§ PROBLEM TO SOLVE: Every record needs to be repeated exactly; its pictures do not.

Stored dataset items
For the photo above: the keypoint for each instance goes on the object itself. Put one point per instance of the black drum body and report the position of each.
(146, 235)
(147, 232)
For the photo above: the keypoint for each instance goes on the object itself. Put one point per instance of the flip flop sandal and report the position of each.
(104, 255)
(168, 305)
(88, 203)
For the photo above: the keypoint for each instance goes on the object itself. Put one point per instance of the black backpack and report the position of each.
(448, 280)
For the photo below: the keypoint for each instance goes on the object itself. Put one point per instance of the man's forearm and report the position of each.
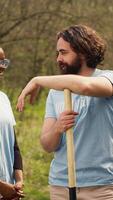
(18, 174)
(83, 85)
(51, 139)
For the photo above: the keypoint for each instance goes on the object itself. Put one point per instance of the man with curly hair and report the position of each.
(79, 51)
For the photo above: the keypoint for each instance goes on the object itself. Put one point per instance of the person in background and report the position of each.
(11, 174)
(80, 50)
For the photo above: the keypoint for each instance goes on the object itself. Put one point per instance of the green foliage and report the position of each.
(36, 161)
(28, 35)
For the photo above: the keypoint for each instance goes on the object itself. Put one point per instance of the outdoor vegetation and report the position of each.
(28, 35)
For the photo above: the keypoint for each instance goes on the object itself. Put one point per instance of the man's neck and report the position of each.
(86, 71)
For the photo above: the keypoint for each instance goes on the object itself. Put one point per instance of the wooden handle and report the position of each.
(70, 143)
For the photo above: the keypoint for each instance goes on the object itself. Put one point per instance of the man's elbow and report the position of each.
(46, 146)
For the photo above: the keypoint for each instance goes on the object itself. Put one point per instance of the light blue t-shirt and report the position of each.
(7, 122)
(93, 138)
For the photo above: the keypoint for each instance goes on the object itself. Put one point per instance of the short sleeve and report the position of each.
(6, 109)
(109, 75)
(50, 108)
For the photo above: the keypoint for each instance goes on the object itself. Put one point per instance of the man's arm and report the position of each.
(83, 85)
(8, 190)
(52, 130)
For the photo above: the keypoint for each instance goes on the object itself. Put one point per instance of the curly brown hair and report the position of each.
(86, 41)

§ SOLUTION FOR THIS TASK:
For the photo above: the keypoint for each instance goes on the object itself. Put one point per instance of the black drum body and report the position of each.
(146, 235)
(147, 232)
For the photo above: the keypoint for each instance goes on the object itself. Put one point per instance of the flip flop sandal and report the position of each.
(104, 255)
(168, 305)
(88, 203)
For the photo above: the keypoint for each instance goes on the object itself. Put one point per instance of the black backpack and report the position of each.
(448, 280)
For the photo below: the keypoint for each instance goes on the object itself. Put one point per instance of the man's forearm and report the position of each.
(18, 174)
(83, 85)
(51, 139)
For the photo above: the keypoint for each instance goes on the object itself. Put one point per instance of the man with curly hair and report the position of each.
(79, 51)
For the photo above: the keypoint for each instance goes on the object itself. Put one point per instance of the person in background and report the position of each.
(11, 174)
(80, 50)
For the photo above: the keypoint for each instance goes on the object itself. Put one point per instance of the green foliage and report the position of each.
(36, 161)
(28, 35)
For the photo above: the keypoint for each instance goes on the object itself. Put one point per instance of the outdoor vegetation and report the position of each.
(28, 35)
For the photo above: the keypoint for each instance goes on the object itself. Put one point per instance of the man's neck and report the position of each.
(86, 71)
For the photo above: the keypoint for each instance goes on the object itself. Put one point per instance of the wooden handle and report the position of each.
(70, 143)
For the photo above: the keypoint for each instance goes on the object itself. Put one point per instance of the man's elbow and report the position of each.
(46, 146)
For the photo above: the keypoint for each instance goes on the object itself. Put one point per instance of the light blue t-shirt and report the position of each.
(7, 122)
(93, 138)
For the photo above: the keypoint for each instance goes on the object itself. Put one point per instance of the short sleeve and report the position of each.
(6, 109)
(109, 75)
(50, 108)
For the photo above: the keypoint for each instance goes on the object itself. Put one point per instance of the man's arm and report the position of each.
(83, 85)
(8, 190)
(52, 130)
For the photo above: the keypoint for each instance goes on the object itself. Put one point per instance of the curly brown hair and report the position of each.
(86, 41)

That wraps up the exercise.